GOAL:
With the pictures left out, copy the listing below exactly.

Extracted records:
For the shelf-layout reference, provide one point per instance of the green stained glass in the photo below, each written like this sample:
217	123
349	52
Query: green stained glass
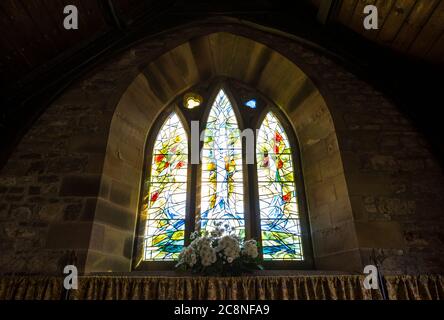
279	213
222	187
164	206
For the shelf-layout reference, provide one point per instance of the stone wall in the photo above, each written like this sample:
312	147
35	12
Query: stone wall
58	192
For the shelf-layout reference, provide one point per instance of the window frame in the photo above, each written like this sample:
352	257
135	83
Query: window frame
245	119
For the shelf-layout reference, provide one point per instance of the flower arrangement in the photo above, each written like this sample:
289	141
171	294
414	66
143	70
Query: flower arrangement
217	254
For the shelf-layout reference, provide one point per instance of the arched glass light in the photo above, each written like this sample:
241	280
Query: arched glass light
192	100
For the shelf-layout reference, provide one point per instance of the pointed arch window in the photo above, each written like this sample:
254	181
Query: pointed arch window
263	201
222	186
165	203
279	212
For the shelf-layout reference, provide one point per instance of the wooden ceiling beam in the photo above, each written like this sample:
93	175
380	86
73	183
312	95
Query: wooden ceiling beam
328	10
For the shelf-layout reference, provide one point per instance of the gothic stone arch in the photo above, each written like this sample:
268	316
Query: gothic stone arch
73	181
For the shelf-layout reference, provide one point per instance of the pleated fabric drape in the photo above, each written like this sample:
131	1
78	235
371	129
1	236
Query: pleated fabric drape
310	287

THE RESULT:
For the shelf-layout reference, provide one point per instance of the green stained glass in the photo below, each written like this sample:
217	123
349	52
Query: green stained glass
279	213
222	187
164	206
For the shelf-layout reference, provide one point per instance of the stone wall in the photo above, each written like this sample:
312	147
35	12
Query: stone wall
58	192
For the shelf-layout reference, provide one point per instance of the window frame in the photo above, each written like this sample:
352	257
135	83
Query: window frame
245	119
For the shelf-layout reference, provide one point per instance of the flower arrangement in the photo above, each written like this sample:
289	141
171	294
414	66
143	70
Query: flower arrangement
217	254
For the shelf-layout reference, provide one point per instance of the arched glass light in the photo above, each written like this sample:
241	280
Query: arched glass light
192	100
For the shelf-layout reference, provide one point per instance of the pointed arch window in the photo above, each written like this sample:
254	181
Query: pointed arch window
263	201
222	186
165	203
279	212
For the shelf-layout reference, provide one point per instance of the wooden ceiling beam in the photo above, each written like this sample:
93	175
380	86
73	183
312	95
Query: wooden ceiling beam
328	10
For the shelf-layout reference, provide one point per instance of the gothic stone arch in the photo above, each written like this sample:
268	316
Query: gothic stone arch
73	181
For the shelf-layout reference, provide one point per instance of the pleated fabric drape in the photo above, each written like this sample:
131	1
78	235
371	129
1	236
Query: pleated fabric drape
310	287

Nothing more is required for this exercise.